> [Set problem]:
Extract every item below and reproduce each one word for word, changing nothing.

----- Provided information

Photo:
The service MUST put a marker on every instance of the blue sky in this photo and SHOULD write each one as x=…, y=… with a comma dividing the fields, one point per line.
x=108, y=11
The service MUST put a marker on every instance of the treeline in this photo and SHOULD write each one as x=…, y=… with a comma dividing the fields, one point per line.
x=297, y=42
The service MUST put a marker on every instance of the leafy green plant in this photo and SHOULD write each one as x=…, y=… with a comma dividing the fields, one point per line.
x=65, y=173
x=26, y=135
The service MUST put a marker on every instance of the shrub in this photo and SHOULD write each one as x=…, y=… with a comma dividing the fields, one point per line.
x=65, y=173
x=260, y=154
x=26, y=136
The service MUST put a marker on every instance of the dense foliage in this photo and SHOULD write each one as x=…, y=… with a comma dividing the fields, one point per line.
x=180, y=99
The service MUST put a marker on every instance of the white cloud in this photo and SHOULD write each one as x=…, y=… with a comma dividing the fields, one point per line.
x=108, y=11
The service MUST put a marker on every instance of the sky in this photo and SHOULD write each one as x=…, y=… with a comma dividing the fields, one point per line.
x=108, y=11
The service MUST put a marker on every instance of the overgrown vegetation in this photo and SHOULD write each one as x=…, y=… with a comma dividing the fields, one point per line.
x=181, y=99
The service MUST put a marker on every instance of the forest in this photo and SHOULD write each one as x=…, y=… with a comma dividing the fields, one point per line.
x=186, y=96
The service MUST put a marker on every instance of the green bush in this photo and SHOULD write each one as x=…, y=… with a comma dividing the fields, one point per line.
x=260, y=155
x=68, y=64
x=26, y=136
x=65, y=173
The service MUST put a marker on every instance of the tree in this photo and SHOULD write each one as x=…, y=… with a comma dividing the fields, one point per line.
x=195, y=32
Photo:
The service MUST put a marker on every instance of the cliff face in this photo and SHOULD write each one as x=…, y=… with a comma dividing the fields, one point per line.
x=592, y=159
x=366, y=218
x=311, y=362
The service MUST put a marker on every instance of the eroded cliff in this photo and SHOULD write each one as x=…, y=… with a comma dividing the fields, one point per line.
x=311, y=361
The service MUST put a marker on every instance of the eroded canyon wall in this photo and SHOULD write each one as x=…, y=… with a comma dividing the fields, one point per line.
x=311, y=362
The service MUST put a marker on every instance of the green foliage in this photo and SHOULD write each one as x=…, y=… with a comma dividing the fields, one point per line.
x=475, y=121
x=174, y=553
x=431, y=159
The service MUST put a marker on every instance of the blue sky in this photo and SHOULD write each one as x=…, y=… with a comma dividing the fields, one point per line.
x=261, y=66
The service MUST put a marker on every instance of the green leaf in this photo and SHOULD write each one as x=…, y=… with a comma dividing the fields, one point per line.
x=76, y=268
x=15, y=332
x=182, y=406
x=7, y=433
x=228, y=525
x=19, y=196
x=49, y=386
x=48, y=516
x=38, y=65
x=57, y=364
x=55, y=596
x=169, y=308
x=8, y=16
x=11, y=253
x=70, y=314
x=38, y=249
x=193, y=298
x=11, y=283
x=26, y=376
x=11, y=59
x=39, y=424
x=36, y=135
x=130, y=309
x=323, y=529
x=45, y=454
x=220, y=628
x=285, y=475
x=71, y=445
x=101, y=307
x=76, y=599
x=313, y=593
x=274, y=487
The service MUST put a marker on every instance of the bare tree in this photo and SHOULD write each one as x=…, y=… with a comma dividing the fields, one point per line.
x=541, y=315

----------

> [Result]:
Photo:
The service MUST put a marker on every instance of the blue sky in this photo and SHOULD write each one as x=…, y=… with a comma dividing the fields, one point per line.
x=108, y=11
The service MUST put a marker on every instance of the treeline in this photo and SHOULD write each one as x=…, y=… with a comma dividing the fields, one point per line.
x=297, y=42
The service MUST put a marker on every instance of the leafy green plant in this photo and SHOULD write each one as x=…, y=… with a comma dividing the fields, one point per line.
x=65, y=173
x=26, y=135
The service MUST put a marker on every instance of the shrub in this photo and SHOULD write each one as x=…, y=… with a comma dividing the fields, one point per line.
x=65, y=173
x=260, y=154
x=26, y=136
The service MUST put a marker on every instance of the dense foliage in this photo and SHOULD write each one as x=…, y=… with a comma dividing the fields, one point per line.
x=180, y=99
The service MUST put a marker on every instance of the white cloud in this photo and SHOULD write each one as x=…, y=… with a comma dividing the fields, one point per line.
x=108, y=11
The service MUST put a marker on every instance of the sky in this photo and SHOULD write each one as x=…, y=… with a comma dividing the fields, one point per line.
x=108, y=11
The service MUST put a marker on every instance of the overgrown vegetation in this photo and SHOULD write each one as x=…, y=… with a comma dividing the fields, one point per line.
x=181, y=99
The service MUST put a marker on every instance of the forest in this photo and SHOULD write each one as x=…, y=… with a comma dividing the fields, one point per line.
x=186, y=96
The service MUST put a marker on every instance of the green bush in this photo and SHOULD write each one as x=…, y=… with a comma dividing the fields, one point per line.
x=260, y=155
x=68, y=64
x=26, y=136
x=65, y=173
The service MUST put a marker on every instance of the tree in this photo and SHOULD write each one as x=…, y=… with a comma dividing the fields, one point per line.
x=195, y=32
Photo:
The service MUST put a marker on every instance of the cliff face in this photo and SHOULD write each one as x=…, y=… with a comma dividing the fields, one point per line.
x=592, y=159
x=366, y=218
x=311, y=362
The service MUST put a marker on every instance of the eroded cliff in this photo and SHOULD write each one as x=…, y=… with a comma dividing the fields, one point per line.
x=311, y=361
The service MUST put a marker on every instance of the eroded canyon wall in this photo and SHOULD write each one as x=…, y=… with a comma dividing the fields, one point per line.
x=311, y=362
The service MUST put a marker on every instance of the green foliage in this photo and SHOULD write each one as x=…, y=… with a comma dividing the fields, one point per line.
x=475, y=121
x=174, y=553
x=431, y=159
The service MUST put a marker on every instance of the blue sky in this photo and SHOULD write each one as x=…, y=… with a comma dividing the fields, one point per line.
x=261, y=66
The service MUST put a marker on every instance of the green leaf in this photo and SHOULD write each one as x=…, y=… with a comma dividing the fields, one point per line.
x=76, y=268
x=15, y=332
x=182, y=406
x=7, y=433
x=228, y=525
x=19, y=196
x=49, y=386
x=48, y=516
x=38, y=65
x=57, y=364
x=55, y=596
x=169, y=308
x=8, y=16
x=11, y=253
x=70, y=314
x=38, y=249
x=193, y=298
x=11, y=283
x=26, y=376
x=11, y=59
x=39, y=424
x=36, y=135
x=130, y=309
x=323, y=529
x=45, y=454
x=220, y=628
x=285, y=475
x=71, y=445
x=101, y=307
x=76, y=599
x=313, y=593
x=274, y=487
The service MUST put a marker on every instance of the bare tree in this photo and SHOULD write each one as x=…, y=… with a comma dividing the fields, one point per line.
x=541, y=315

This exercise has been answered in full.